Required action: Retype every entry word for word. Omit the pictures.

Items from a dataset:
• • • •

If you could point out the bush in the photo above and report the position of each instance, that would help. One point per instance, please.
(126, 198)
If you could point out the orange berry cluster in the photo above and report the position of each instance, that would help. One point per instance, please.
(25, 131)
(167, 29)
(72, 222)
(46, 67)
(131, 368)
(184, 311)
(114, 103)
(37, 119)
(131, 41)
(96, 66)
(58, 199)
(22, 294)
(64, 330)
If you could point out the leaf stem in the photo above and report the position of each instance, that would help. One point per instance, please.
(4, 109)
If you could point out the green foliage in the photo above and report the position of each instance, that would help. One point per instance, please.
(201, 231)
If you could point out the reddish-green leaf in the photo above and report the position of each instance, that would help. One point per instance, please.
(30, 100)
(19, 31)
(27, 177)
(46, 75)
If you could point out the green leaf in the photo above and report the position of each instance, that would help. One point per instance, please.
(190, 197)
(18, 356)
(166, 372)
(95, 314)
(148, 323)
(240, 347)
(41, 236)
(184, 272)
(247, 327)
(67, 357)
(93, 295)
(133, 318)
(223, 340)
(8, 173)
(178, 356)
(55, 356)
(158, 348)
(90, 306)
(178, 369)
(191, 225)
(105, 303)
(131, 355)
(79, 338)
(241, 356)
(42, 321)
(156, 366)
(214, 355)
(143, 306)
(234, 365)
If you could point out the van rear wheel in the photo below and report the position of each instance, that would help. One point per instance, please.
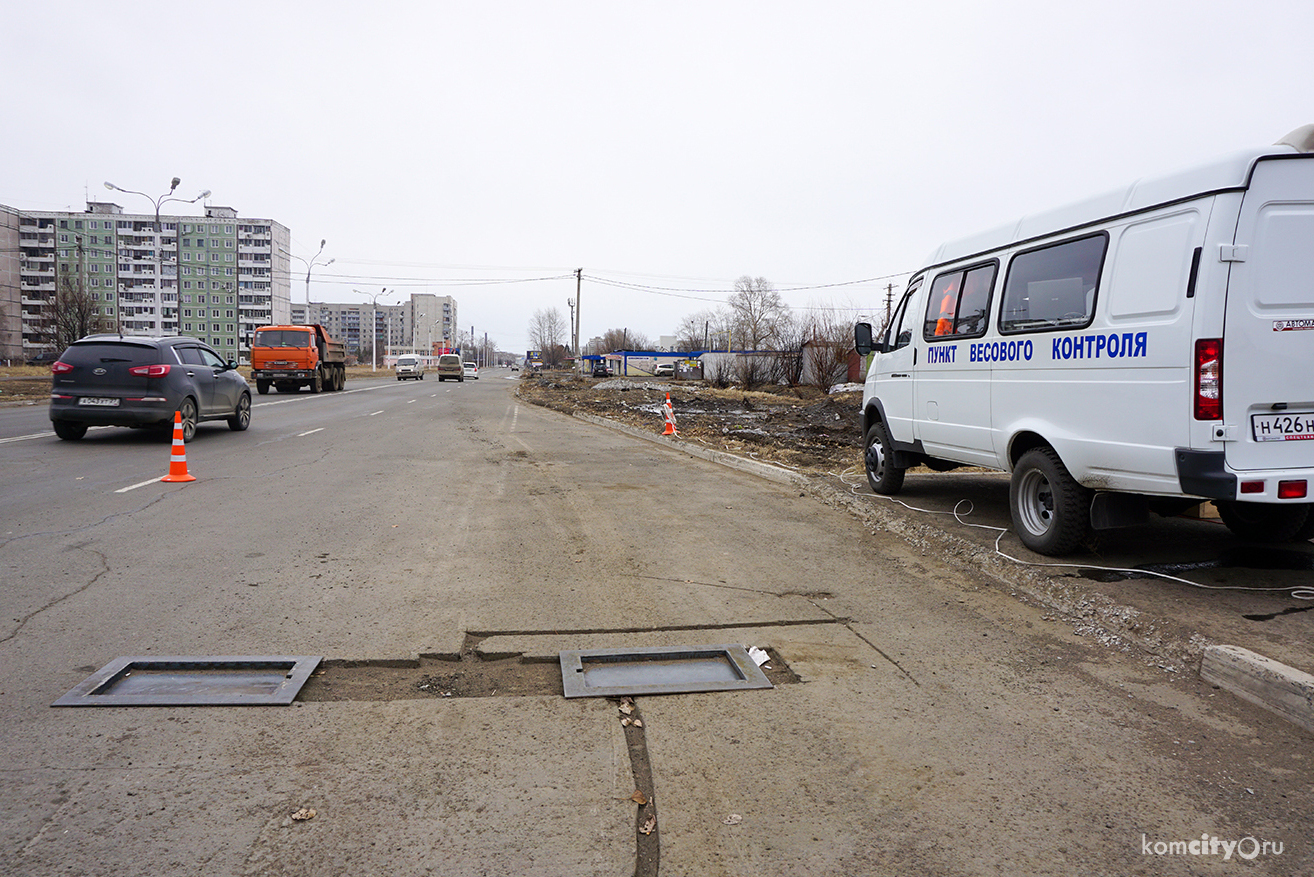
(1266, 522)
(883, 476)
(1051, 512)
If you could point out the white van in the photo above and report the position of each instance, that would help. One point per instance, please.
(410, 366)
(1133, 353)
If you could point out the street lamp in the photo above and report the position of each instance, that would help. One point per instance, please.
(430, 351)
(157, 201)
(310, 263)
(373, 325)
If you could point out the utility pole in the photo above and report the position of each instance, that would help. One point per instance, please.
(578, 284)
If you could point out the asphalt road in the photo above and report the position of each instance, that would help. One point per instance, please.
(937, 726)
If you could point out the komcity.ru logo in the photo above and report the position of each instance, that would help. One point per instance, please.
(1247, 848)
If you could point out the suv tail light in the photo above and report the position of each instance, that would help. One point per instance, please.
(149, 371)
(1209, 379)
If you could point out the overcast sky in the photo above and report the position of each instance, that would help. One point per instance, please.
(664, 147)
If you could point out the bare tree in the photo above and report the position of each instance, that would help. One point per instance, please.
(758, 312)
(829, 339)
(702, 330)
(70, 314)
(624, 339)
(548, 333)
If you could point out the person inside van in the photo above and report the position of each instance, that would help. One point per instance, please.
(945, 322)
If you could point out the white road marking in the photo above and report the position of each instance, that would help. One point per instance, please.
(137, 485)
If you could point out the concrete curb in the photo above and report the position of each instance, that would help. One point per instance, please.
(1284, 690)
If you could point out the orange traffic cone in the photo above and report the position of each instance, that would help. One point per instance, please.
(178, 458)
(669, 413)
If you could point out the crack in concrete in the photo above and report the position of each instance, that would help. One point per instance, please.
(798, 622)
(84, 527)
(22, 622)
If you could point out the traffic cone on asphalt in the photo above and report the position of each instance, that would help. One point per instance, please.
(669, 413)
(178, 458)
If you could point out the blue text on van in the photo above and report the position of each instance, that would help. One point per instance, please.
(1110, 346)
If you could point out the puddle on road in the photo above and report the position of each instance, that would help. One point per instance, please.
(1238, 558)
(1247, 558)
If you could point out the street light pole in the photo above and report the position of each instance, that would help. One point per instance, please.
(373, 326)
(310, 263)
(158, 201)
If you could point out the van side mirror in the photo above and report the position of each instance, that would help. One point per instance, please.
(862, 341)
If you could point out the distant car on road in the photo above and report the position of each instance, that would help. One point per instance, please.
(109, 380)
(450, 366)
(409, 366)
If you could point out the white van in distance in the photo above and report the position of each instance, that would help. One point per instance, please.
(1134, 353)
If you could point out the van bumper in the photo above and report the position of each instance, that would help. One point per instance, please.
(1205, 474)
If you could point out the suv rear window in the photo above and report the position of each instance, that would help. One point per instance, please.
(113, 351)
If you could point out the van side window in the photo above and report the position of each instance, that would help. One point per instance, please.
(899, 334)
(1053, 287)
(959, 303)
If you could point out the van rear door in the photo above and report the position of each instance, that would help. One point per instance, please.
(1268, 335)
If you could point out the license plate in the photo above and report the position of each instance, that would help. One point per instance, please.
(1288, 426)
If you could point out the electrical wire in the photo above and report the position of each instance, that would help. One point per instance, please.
(1296, 593)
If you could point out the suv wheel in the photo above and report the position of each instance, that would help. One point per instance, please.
(188, 410)
(242, 416)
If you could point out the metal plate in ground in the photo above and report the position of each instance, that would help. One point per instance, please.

• • • •

Result of the task:
If you could point out the bush in the photo above and report the position of each instance, that would help. One point per instance, please.
(126, 198)
If you could point out the orange berry cluster in the photo above and report the position of each instance, that would help. One point per instance, please.
(25, 131)
(167, 29)
(72, 222)
(46, 67)
(131, 368)
(184, 311)
(114, 103)
(37, 119)
(131, 41)
(96, 66)
(58, 199)
(22, 294)
(64, 330)
If you could point out the leaf stem in the photo above and report the position of each instance, that would help. One point per instance, please.
(4, 109)
If you could point out the green foliage in the photo above and report the position of each instance, that would help. One point per instance, please.
(201, 231)
If you could point out the reddish-green leaf in the photo above and report the position of each instance, that would help. One point per instance, please.
(30, 100)
(19, 31)
(27, 177)
(46, 75)
If you could point out the green leaf in the photo above and report the position of each instance, that would help. One point per instance, please.
(190, 197)
(18, 356)
(166, 372)
(95, 314)
(148, 323)
(240, 347)
(41, 236)
(184, 272)
(247, 327)
(67, 357)
(93, 295)
(133, 318)
(223, 340)
(8, 173)
(178, 356)
(55, 356)
(158, 348)
(90, 306)
(178, 369)
(191, 225)
(105, 303)
(131, 355)
(79, 338)
(241, 356)
(42, 321)
(156, 366)
(214, 355)
(143, 306)
(234, 365)
If you could point out the van rear wheel in the photo below and report the position of each instance, that would help. One point per instance, please.
(1266, 522)
(883, 476)
(1051, 512)
If you could point out the white van in the photo above and report the position of each instance, that would help. One point per instance, please.
(410, 366)
(1133, 353)
If you could point out the street lamp in the photo above and report the position of each instance, that would help. One point per instance, please.
(430, 351)
(157, 201)
(310, 263)
(373, 325)
If you could point out the utility pole in the photo above and report the position of each instance, that would help. One point per instance, please.
(578, 284)
If you could point out the asphalt road in the photo above and report the position of each instance, that would help. One point per instance, please.
(937, 726)
If you could point out the komcity.ru logo in the photo above and report the position of each instance, that would help. One point per instance, please.
(1247, 848)
If you could point out the suv tail light in the photo above and report the position of each instance, that would help. One point per instance, please.
(149, 371)
(1209, 379)
If you could point out the overcast sky in the photo above and report the position of each instance, that would help. One point per instance, please.
(664, 147)
If you could point out the bare tree in the photo above and report the position of each instance, that would help. One point per instance, please.
(758, 312)
(829, 339)
(702, 330)
(70, 314)
(624, 339)
(548, 333)
If you could point out the person inside van in the photo above and report the position of each instance, that would help. One point per instance, please.
(945, 322)
If you could point out the white road marking in the photo above and report the position of each instance, that would help. One point per instance, please.
(137, 485)
If you could point out the concrete curb in the photo above and report the position of each instance, that would help. One point per instance, please.
(1284, 690)
If you could point out the orange traffic cone in the photo above and report the position of each instance, that would help. One point per instance, please.
(178, 458)
(669, 413)
If you could point out the crack in concrete in the photo above and report the position of each instance, that would help. One point per instance, please.
(798, 622)
(84, 527)
(22, 622)
If you could point out the traffic cone on asphalt in the photo above and report the position of each instance, that would help. One point per instance, please.
(669, 413)
(178, 458)
If you could point out the blue text on van in the photo above and report the position of each instance, that would help. One point per instance, please.
(1110, 346)
If you could point out the puddle on road in the photo above and report the position of each instance, that would help. One point per instance, please.
(1238, 558)
(1247, 558)
If you could point out the street light pole in the photo above and report the position of each instance, that would help. One point per instance, please.
(373, 326)
(310, 263)
(158, 201)
If you could point out the van side mirror in the photo above and report the position of each instance, that would help. One point per instance, please.
(862, 341)
If you could point out the distant car on road in the photo above and report the position of each instance, that would help. One point per instance, please.
(109, 380)
(450, 366)
(409, 366)
If you could point out the white van in distance in the photo above and report the position of each instance, that would help. One point per instance, please.
(1134, 353)
If you could point out the van bumper in the photo above and report the position of each instance, that would help. One point per instance, please.
(1205, 474)
If you could point out the suv rear window in the photo above and report the position of each instance, that would help. One point per instance, please.
(113, 351)
If you could point out the van side window in the photo above and report the position of each instance, that would help. One point per instance, please.
(899, 334)
(1053, 287)
(959, 303)
If you could point out the van rear door in the photo above and report the position of each instance, that would help. One point per instance, please.
(1268, 335)
If you could point out the license plate in the photo above and report the position of each instance, that would help. One point per instance, please.
(1288, 426)
If you could point out the electrical wire in the photo above and report the position of each instance, that would help. One point per instance, please.
(1296, 593)
If you could point out the suv wheel in the photo above and report the position of each instance, that would help. One point per instance, please.
(188, 410)
(242, 416)
If you could point out the metal plate in ground in the photo above and report the position of each instance, that would help. One point per instance, please.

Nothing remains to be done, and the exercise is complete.